Jay Alammar Flashcards
How do we transform words into things that the Blocks can work with?
Words are tokenized (integer ID)
Each token is converted into its embedding (a large vector corresponding to its token integer ID)
What are the two components of an Encoder/Decoder block?
Self-attention
Feed Forward Neural Network
What’s the name for the scores given to each token in the vocabulary?
Logits
(these are then soft-maxed in the final layer, where they sum up to 1)
We can pick the highest one, or sample to give a wider selection from which to choose from
Picking the highest probabilty for the next word is known as …
Greedy sampling
In Self-Attention what are three matrices that are used to manipulate the inputs?
Query
Key
Value
What’s the difference in architecture between GPT and Bert?
GPT - decoders
Bert - encoders
What is auto-regression (in the context of LLMs)?
After each new token is generated, it gets added to the input prompt (ready for the next token to be generated)
What’s the difference between Encoder and Decoder stacks?
They both have Self-Attention and Feed Forward Neural Network
In addition, the Decoder has **Encoder-Decoder Self Attention **
What is length of embedding vector in GPT-3?
Largest version is 12,288 (dimension of vector)
When a token is sent to a Transformer (in GPT) how is it processed? two steps
- Embedding vector is looked up
- To this is added the position encoding vector
this is then passed onto the first Decoder block
Describe what Self-Attention does? give an example
Its purpose is to create a vector based on the current token, but modified for context
E.g. “the chicken crossed the road and then painted it”
each word will get a self-attention score, so “the” and “road” will score highly, and the current word “it”. Each of these vectors is then scored and the sum produces a vector which is then passed onto the FFNN (Feed Forward Neural Network)
What is the list of tokens and their probabilities, output from the model, called?
Logits
How can we consider only the top 5 probabilty words?
Set top_k to 5

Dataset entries
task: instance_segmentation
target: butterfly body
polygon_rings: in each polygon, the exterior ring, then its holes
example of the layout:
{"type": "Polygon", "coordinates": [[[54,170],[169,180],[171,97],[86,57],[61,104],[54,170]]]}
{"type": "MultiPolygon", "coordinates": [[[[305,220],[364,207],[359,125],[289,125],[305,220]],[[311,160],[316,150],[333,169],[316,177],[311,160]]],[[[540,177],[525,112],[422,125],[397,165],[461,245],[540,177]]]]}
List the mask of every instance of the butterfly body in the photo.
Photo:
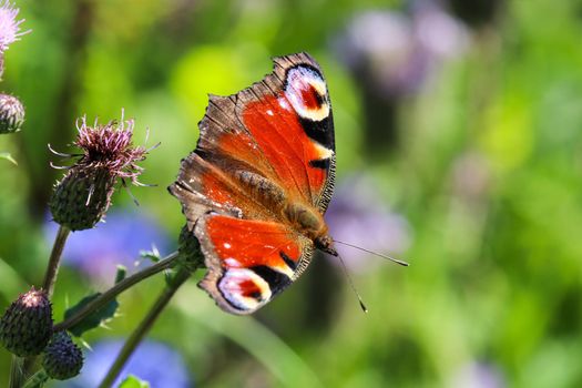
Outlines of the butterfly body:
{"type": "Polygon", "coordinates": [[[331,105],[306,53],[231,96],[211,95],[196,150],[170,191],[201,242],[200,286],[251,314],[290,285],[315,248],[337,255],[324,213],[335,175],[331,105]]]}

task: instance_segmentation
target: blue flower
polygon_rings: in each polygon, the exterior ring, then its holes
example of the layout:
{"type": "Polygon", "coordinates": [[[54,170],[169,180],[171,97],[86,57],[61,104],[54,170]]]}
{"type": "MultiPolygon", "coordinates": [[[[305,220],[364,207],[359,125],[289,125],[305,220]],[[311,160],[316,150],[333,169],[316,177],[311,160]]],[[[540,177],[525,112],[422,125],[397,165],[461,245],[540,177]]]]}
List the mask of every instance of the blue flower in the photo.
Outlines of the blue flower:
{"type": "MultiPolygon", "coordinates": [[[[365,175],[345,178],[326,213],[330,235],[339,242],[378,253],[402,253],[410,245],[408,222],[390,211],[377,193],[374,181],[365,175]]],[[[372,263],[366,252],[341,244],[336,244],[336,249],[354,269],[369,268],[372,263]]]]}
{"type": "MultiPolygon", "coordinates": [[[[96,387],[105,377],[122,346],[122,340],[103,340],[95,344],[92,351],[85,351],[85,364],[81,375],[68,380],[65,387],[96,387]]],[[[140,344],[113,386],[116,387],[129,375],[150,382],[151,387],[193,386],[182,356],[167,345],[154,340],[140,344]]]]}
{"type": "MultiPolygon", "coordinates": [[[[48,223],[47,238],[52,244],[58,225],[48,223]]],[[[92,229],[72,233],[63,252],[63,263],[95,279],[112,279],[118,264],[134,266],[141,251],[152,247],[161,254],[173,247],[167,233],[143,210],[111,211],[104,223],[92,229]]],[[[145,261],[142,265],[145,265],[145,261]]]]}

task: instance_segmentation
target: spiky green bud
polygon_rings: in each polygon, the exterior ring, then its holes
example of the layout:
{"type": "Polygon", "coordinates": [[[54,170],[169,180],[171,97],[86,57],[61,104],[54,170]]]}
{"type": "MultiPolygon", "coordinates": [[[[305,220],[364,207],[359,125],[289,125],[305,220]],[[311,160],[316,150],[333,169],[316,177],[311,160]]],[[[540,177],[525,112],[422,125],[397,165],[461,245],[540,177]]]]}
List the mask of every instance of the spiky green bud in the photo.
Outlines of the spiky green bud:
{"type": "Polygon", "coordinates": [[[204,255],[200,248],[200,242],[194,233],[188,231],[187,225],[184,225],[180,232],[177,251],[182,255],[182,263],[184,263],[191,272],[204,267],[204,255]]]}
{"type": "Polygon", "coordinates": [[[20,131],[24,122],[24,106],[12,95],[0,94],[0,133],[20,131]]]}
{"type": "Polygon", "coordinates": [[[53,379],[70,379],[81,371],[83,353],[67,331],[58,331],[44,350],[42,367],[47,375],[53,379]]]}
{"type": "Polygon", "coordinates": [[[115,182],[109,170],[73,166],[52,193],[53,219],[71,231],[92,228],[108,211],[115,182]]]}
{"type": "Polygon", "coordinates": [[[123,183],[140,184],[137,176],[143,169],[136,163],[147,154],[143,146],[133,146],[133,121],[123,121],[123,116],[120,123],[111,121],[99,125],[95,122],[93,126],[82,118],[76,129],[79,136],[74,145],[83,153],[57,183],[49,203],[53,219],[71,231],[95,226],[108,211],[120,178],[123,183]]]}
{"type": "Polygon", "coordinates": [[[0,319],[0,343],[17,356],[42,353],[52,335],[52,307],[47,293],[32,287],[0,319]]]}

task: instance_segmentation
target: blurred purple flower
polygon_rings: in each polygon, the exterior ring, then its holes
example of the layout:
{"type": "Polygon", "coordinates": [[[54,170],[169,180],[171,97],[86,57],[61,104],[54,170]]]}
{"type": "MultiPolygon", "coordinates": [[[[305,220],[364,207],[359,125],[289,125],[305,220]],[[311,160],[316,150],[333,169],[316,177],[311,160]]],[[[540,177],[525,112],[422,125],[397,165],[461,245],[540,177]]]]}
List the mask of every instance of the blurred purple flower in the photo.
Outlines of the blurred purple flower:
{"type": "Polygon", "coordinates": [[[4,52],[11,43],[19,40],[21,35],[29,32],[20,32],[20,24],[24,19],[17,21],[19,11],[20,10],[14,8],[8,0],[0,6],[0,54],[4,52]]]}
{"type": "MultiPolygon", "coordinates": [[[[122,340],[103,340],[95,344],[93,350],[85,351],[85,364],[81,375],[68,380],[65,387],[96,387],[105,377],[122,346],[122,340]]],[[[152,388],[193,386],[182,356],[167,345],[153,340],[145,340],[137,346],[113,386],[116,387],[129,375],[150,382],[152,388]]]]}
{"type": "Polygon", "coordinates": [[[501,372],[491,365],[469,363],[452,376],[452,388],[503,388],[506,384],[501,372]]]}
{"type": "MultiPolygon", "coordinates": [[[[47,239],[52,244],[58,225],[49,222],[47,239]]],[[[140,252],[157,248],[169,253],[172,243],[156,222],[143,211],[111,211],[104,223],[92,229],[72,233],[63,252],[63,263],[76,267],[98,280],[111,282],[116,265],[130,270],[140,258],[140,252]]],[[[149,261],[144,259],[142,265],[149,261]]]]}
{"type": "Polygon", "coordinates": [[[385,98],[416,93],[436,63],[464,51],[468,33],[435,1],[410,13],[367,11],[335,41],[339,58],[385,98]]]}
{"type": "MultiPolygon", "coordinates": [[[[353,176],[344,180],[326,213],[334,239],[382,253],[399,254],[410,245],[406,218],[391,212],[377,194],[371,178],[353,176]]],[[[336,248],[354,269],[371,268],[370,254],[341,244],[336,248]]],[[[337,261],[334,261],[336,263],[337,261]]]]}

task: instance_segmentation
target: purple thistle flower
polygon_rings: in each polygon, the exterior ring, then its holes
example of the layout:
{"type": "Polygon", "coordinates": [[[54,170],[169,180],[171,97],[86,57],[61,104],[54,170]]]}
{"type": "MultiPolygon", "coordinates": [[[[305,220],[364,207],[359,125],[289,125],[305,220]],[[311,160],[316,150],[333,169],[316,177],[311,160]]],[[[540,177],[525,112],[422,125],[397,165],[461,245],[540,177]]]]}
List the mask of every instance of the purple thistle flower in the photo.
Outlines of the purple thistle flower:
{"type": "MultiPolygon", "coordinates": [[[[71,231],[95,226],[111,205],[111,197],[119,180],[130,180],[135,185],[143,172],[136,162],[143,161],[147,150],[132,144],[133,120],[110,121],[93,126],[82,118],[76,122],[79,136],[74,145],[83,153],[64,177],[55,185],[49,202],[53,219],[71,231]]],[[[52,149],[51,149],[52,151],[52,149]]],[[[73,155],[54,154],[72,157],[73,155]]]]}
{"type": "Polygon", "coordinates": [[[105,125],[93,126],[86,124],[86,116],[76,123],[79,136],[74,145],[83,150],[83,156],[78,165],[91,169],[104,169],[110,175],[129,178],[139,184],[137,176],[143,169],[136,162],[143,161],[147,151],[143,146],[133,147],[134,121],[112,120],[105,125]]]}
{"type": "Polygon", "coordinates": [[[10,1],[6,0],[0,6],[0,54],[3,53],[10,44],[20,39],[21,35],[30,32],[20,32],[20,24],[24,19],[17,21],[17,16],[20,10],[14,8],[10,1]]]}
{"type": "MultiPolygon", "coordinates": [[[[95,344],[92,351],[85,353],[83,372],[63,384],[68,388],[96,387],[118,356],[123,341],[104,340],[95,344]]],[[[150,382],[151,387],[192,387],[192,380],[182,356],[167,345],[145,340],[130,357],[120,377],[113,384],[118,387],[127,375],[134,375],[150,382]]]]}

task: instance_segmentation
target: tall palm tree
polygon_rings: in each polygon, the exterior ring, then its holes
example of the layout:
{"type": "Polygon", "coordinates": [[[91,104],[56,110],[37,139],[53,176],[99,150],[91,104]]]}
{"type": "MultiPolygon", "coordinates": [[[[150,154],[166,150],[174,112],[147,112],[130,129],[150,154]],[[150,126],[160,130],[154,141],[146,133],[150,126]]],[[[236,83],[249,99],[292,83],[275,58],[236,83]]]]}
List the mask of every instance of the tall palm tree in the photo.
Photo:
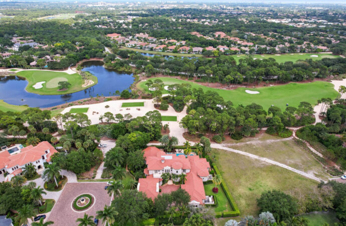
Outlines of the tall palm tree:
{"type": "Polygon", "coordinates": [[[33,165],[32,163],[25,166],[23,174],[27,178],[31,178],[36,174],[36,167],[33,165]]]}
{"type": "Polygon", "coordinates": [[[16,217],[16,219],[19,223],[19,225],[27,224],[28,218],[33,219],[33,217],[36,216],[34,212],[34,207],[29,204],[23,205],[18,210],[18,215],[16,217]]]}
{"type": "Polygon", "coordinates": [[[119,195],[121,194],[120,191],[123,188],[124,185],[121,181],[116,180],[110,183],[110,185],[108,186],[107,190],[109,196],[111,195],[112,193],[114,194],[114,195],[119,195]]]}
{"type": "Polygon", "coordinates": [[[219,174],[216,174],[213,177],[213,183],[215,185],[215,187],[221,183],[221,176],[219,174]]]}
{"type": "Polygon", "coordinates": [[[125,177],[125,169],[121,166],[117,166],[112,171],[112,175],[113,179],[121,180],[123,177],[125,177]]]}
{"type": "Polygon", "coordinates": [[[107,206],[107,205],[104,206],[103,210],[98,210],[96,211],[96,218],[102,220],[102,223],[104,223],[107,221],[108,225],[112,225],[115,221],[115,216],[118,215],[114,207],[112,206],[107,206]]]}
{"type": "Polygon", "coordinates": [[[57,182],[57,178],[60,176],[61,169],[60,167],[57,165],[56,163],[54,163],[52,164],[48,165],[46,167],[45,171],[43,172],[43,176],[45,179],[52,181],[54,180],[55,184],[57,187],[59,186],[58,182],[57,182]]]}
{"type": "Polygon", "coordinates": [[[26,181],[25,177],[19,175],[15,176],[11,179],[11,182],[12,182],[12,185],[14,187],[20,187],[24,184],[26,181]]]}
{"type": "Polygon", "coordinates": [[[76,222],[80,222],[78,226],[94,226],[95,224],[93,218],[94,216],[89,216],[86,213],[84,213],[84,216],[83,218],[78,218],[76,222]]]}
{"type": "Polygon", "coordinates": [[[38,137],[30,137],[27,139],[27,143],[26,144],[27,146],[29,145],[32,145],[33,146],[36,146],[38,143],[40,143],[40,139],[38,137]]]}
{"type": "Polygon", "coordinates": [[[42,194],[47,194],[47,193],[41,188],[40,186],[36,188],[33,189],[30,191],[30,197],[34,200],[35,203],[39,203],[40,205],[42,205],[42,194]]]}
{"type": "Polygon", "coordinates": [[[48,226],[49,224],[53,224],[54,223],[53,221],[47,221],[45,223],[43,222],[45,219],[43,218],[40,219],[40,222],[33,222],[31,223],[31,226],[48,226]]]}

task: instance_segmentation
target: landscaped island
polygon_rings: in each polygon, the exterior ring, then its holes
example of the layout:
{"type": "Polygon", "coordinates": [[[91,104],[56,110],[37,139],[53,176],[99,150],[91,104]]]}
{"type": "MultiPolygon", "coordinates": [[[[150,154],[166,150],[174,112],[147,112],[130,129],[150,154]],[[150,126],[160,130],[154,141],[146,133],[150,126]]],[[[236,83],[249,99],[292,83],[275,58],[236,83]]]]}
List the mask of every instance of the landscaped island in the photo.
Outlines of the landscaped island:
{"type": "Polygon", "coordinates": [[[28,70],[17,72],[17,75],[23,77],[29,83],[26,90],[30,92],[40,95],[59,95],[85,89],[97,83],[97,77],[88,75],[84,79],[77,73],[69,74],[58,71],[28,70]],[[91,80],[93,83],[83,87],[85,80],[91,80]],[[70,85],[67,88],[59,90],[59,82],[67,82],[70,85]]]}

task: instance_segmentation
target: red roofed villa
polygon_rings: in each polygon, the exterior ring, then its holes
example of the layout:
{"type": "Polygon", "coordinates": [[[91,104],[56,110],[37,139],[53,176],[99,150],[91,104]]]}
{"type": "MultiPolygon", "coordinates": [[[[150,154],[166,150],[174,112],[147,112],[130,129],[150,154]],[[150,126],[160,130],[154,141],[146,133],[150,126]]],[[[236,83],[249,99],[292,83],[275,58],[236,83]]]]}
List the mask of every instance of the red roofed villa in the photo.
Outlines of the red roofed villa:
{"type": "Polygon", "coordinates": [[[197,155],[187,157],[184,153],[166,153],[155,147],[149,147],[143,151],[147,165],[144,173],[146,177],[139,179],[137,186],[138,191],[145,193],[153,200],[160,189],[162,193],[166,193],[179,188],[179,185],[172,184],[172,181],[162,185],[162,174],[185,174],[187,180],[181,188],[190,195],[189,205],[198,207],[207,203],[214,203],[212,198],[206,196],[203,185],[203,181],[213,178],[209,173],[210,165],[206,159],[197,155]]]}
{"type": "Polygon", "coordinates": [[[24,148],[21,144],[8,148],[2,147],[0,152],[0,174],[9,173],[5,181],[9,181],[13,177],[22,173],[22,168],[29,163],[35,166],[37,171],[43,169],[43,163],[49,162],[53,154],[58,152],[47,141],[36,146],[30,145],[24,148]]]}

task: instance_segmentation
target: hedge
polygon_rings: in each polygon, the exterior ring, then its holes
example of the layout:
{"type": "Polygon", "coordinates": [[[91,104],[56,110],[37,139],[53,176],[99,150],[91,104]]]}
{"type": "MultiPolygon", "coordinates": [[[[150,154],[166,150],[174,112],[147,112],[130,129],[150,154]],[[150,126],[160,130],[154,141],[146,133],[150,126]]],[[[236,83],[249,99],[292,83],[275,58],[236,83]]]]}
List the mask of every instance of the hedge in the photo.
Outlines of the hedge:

* **Using the information**
1 – List the three matrices that the flashcards name as being used in Self-Attention to work on the inputs.
2 – Answer these from the flashcards:
(a) Which kind of block makes up GPT's architecture?
(b) What is the embedding vector length in GPT-3's largest version?
(c) What setting limits the choice to only the top 5 probability words?

* **Answer set**
1 – Query, Key, Value

2 –
(a) Decoders
(b) 12,288
(c) Setting top_k to 5